§ **Exercise prompt**
Render everything from the start of the material down to the line containing "positive clicks: (441, 30)", inclusive, as a Markdown table with columns Row and Line, one numbered row per line and blank lines omitted.

§ **Data for review**
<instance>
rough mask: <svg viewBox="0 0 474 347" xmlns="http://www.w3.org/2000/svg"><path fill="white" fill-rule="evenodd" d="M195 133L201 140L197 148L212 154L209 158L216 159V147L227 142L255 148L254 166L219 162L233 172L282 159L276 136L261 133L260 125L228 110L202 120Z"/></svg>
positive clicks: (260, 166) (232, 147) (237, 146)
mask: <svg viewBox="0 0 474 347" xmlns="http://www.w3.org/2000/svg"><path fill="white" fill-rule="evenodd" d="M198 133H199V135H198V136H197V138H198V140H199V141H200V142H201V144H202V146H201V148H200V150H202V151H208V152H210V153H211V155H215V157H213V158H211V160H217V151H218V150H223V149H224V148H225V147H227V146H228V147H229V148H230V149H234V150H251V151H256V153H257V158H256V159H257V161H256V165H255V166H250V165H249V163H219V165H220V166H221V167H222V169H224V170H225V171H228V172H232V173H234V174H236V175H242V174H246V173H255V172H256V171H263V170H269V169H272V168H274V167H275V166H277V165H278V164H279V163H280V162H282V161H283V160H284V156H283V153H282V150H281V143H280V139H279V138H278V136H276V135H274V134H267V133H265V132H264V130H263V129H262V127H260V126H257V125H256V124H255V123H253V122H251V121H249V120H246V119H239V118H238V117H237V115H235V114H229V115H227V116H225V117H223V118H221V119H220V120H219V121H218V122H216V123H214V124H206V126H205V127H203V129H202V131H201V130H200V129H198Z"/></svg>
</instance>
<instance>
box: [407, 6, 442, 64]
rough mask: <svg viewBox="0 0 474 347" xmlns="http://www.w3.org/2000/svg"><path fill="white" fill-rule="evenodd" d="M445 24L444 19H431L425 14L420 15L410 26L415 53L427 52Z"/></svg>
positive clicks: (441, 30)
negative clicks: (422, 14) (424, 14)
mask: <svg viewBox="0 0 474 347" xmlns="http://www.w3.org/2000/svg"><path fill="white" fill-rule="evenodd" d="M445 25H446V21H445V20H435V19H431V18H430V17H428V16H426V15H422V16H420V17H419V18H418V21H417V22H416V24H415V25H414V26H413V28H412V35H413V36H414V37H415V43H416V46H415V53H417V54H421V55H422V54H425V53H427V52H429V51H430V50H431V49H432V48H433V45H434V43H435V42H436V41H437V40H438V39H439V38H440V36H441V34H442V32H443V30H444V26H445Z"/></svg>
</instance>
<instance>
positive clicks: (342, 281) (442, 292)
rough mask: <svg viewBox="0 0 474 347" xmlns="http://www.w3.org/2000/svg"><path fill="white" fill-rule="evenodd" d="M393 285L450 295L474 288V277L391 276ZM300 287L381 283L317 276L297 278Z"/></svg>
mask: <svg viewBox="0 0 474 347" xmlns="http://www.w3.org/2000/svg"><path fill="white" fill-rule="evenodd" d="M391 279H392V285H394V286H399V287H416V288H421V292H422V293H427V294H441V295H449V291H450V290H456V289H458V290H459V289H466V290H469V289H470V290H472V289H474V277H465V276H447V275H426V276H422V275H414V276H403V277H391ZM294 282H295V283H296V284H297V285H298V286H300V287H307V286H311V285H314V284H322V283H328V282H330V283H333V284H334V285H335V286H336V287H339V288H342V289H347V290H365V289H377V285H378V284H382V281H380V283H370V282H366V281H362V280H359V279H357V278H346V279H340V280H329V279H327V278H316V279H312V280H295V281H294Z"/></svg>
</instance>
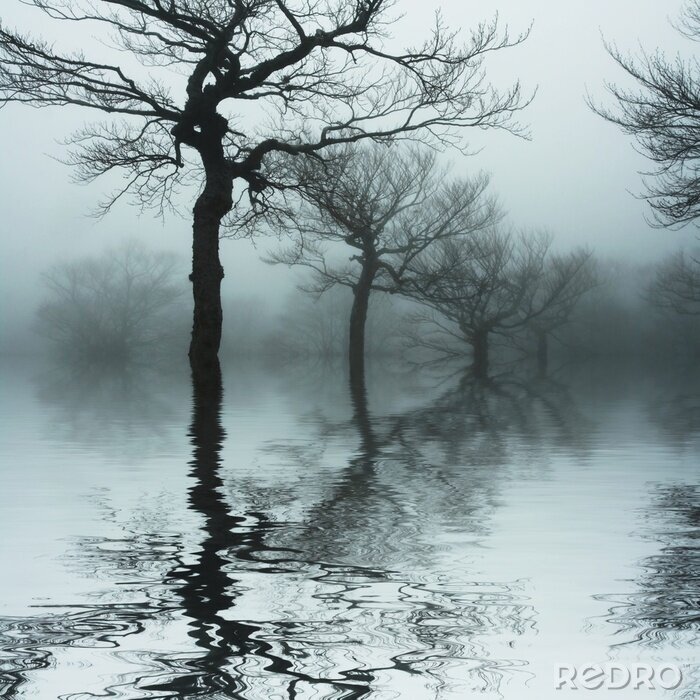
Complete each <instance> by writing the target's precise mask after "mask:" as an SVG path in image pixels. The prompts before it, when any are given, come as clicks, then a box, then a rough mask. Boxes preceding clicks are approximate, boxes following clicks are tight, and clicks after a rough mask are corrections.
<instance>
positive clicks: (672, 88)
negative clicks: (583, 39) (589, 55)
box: [589, 0, 700, 226]
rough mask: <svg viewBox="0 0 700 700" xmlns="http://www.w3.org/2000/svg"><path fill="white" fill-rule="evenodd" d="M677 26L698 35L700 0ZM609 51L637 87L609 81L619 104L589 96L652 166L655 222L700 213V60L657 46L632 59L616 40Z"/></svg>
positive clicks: (685, 10) (602, 111) (647, 177)
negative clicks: (655, 48)
mask: <svg viewBox="0 0 700 700" xmlns="http://www.w3.org/2000/svg"><path fill="white" fill-rule="evenodd" d="M677 28H678V29H679V31H680V32H681V33H682V34H684V35H685V36H686V37H687V38H688V39H691V40H692V41H699V40H700V0H689V2H688V4H687V5H686V7H685V10H684V14H683V16H682V18H681V21H680V23H679V24H678V26H677ZM606 48H607V50H608V53H609V54H610V56H611V57H612V58H613V59H614V60H615V62H616V63H617V64H618V65H619V66H620V68H622V69H623V70H624V71H625V73H626V74H627V76H628V77H630V78H632V80H633V81H634V82H635V83H636V87H635V88H634V89H632V88H625V87H621V86H619V85H617V84H615V83H608V85H607V87H608V90H609V91H610V92H611V93H612V95H613V97H614V98H615V99H616V100H617V108H610V109H609V108H606V107H601V106H598V105H596V104H594V103H593V102H592V100H590V99H589V104H590V105H591V107H592V108H593V109H594V111H595V112H597V113H598V114H599V115H600V116H602V117H603V118H605V119H607V120H608V121H610V122H612V123H613V124H617V125H618V126H619V127H620V128H621V129H622V130H623V131H624V132H625V133H626V134H629V135H631V136H633V137H634V138H635V140H636V143H637V146H638V148H639V150H640V151H641V153H643V154H644V155H645V156H647V157H648V158H649V159H650V160H651V161H652V163H654V169H653V170H652V171H651V172H647V173H643V175H644V176H645V188H646V195H645V196H646V198H647V200H648V201H649V203H650V205H651V207H652V211H653V218H654V221H655V223H656V224H657V225H660V226H672V225H674V224H684V223H687V222H690V221H694V220H696V219H697V218H698V216H700V177H698V167H699V165H700V135H699V134H700V65H699V64H698V62H697V60H696V59H691V60H684V59H683V58H682V57H681V56H680V55H679V56H676V57H674V58H668V57H666V56H665V55H664V54H663V53H662V52H661V51H658V50H657V51H656V52H654V53H646V52H644V53H642V55H641V56H640V57H639V58H637V59H635V58H633V57H631V56H629V55H626V54H624V53H622V52H621V51H620V50H619V49H618V48H617V47H616V46H615V45H607V46H606Z"/></svg>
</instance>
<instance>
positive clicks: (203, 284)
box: [189, 166, 233, 369]
mask: <svg viewBox="0 0 700 700" xmlns="http://www.w3.org/2000/svg"><path fill="white" fill-rule="evenodd" d="M232 186H233V181H232V177H231V176H230V175H229V174H228V172H227V169H226V168H225V167H223V166H221V167H219V168H217V169H212V168H208V169H207V173H206V185H205V187H204V190H203V191H202V193H201V194H200V196H199V197H198V198H197V202H196V203H195V206H194V224H193V226H192V275H191V276H190V279H191V281H192V294H193V296H194V319H193V324H192V340H191V342H190V352H189V354H190V364H191V365H192V367H193V369H194V368H195V367H199V368H206V367H207V366H213V365H214V364H218V360H217V357H218V352H219V346H220V344H221V324H222V320H223V316H222V311H221V280H222V279H223V276H224V268H223V267H222V266H221V262H220V260H219V229H220V226H221V220H222V219H223V217H224V216H225V215H226V214H227V213H228V212H229V211H231V206H232Z"/></svg>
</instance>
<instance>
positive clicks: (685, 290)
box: [646, 251, 700, 316]
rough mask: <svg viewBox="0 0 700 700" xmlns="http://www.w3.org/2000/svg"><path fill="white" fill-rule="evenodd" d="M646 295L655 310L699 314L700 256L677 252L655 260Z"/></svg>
mask: <svg viewBox="0 0 700 700" xmlns="http://www.w3.org/2000/svg"><path fill="white" fill-rule="evenodd" d="M646 296H647V298H648V300H649V302H650V303H651V304H653V305H654V306H655V307H656V308H658V309H663V310H666V311H672V312H674V313H677V314H681V315H683V316H700V256H699V257H694V256H692V255H688V254H687V253H685V252H683V251H678V252H677V253H674V254H673V255H671V256H670V257H668V258H666V259H665V260H663V261H661V262H660V263H658V265H657V266H656V268H655V270H654V277H653V279H652V282H651V284H650V285H649V288H648V289H647V294H646Z"/></svg>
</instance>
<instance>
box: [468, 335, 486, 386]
mask: <svg viewBox="0 0 700 700" xmlns="http://www.w3.org/2000/svg"><path fill="white" fill-rule="evenodd" d="M472 349H473V351H474V357H473V361H472V372H473V374H474V376H476V377H482V378H483V377H487V376H488V373H489V334H488V331H479V332H478V333H476V334H475V335H474V337H473V339H472Z"/></svg>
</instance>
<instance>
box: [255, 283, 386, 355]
mask: <svg viewBox="0 0 700 700" xmlns="http://www.w3.org/2000/svg"><path fill="white" fill-rule="evenodd" d="M351 307H352V293H351V292H350V290H349V289H347V288H346V287H343V286H337V287H334V288H333V289H329V290H328V291H327V292H326V293H324V294H323V295H321V296H320V297H314V296H311V295H308V294H303V296H301V293H299V292H297V294H295V295H294V296H292V297H291V298H290V299H289V301H288V303H287V305H286V307H285V308H284V310H283V312H282V314H281V316H280V318H279V319H278V321H277V323H276V329H275V332H274V333H273V334H272V337H273V342H272V343H268V347H270V348H271V350H272V352H273V353H278V354H282V355H284V356H285V357H291V358H301V357H308V358H310V359H321V360H324V361H331V360H332V361H335V360H338V359H339V358H343V357H344V356H345V354H346V353H347V347H348V322H347V319H348V315H349V313H350V309H351ZM397 322H398V314H397V313H396V312H395V311H394V309H393V307H392V305H391V304H390V303H389V299H387V298H386V297H381V296H376V297H373V298H372V300H371V301H370V305H369V312H368V314H367V345H366V348H365V350H366V353H367V354H368V355H380V354H386V353H387V352H391V351H392V350H393V349H395V345H396V344H395V342H393V341H395V339H396V335H397V331H396V324H397Z"/></svg>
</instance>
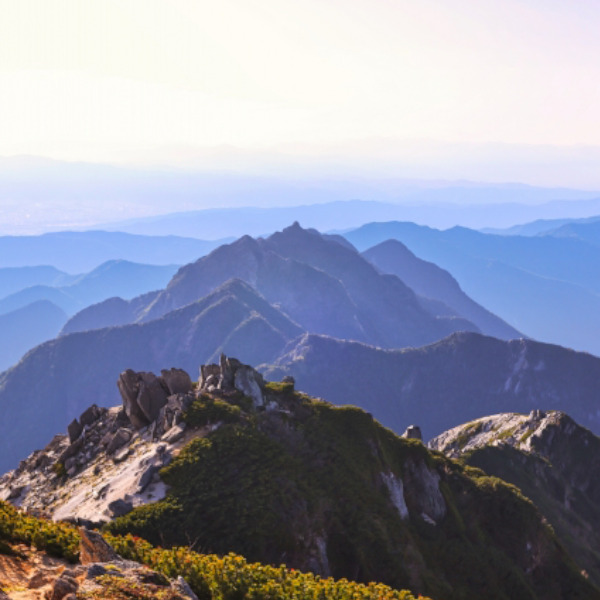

§ **The completed task**
| Row | Line |
|---|---|
| 1 | <instance> |
| 2 | rough mask: <svg viewBox="0 0 474 347" xmlns="http://www.w3.org/2000/svg"><path fill="white" fill-rule="evenodd" d="M195 133L201 140L197 148L212 154L209 158L216 159V147L227 142L255 148L254 166L219 162L233 172L282 159L276 136L261 133L260 125L228 110L202 120Z"/></svg> |
| 3 | positive clicks: (260, 166) (232, 147) (237, 146) |
| 4 | mask: <svg viewBox="0 0 474 347" xmlns="http://www.w3.org/2000/svg"><path fill="white" fill-rule="evenodd" d="M198 133H199V135H198V136H197V138H198V140H199V141H200V142H201V144H202V146H201V148H200V150H202V151H208V152H210V153H211V155H215V157H213V158H211V160H217V151H218V150H223V149H224V148H225V147H227V146H228V147H229V148H230V149H234V150H251V151H256V153H257V158H256V159H257V161H256V165H255V166H250V165H249V163H219V165H220V166H221V167H222V169H224V170H225V171H228V172H232V173H234V174H236V175H242V174H246V173H255V172H256V171H263V170H269V169H272V168H274V167H275V166H277V165H278V164H279V163H280V162H282V161H283V160H284V156H283V153H282V150H281V143H280V139H279V138H278V136H276V135H274V134H267V133H265V132H264V130H263V129H262V127H260V126H257V125H256V124H255V123H253V122H251V121H249V120H246V119H239V118H238V117H237V115H235V114H229V115H227V116H225V117H223V118H221V119H220V120H219V121H218V122H216V123H214V124H206V126H205V127H203V129H202V131H201V130H200V129H198Z"/></svg> |
| 5 | </instance> |
| 6 | <instance> |
| 7 | box: [407, 6, 442, 64] |
| 8 | rough mask: <svg viewBox="0 0 474 347" xmlns="http://www.w3.org/2000/svg"><path fill="white" fill-rule="evenodd" d="M445 24L444 19H431L425 14L420 15L410 26L415 53L427 52Z"/></svg> |
| 9 | positive clicks: (441, 30) |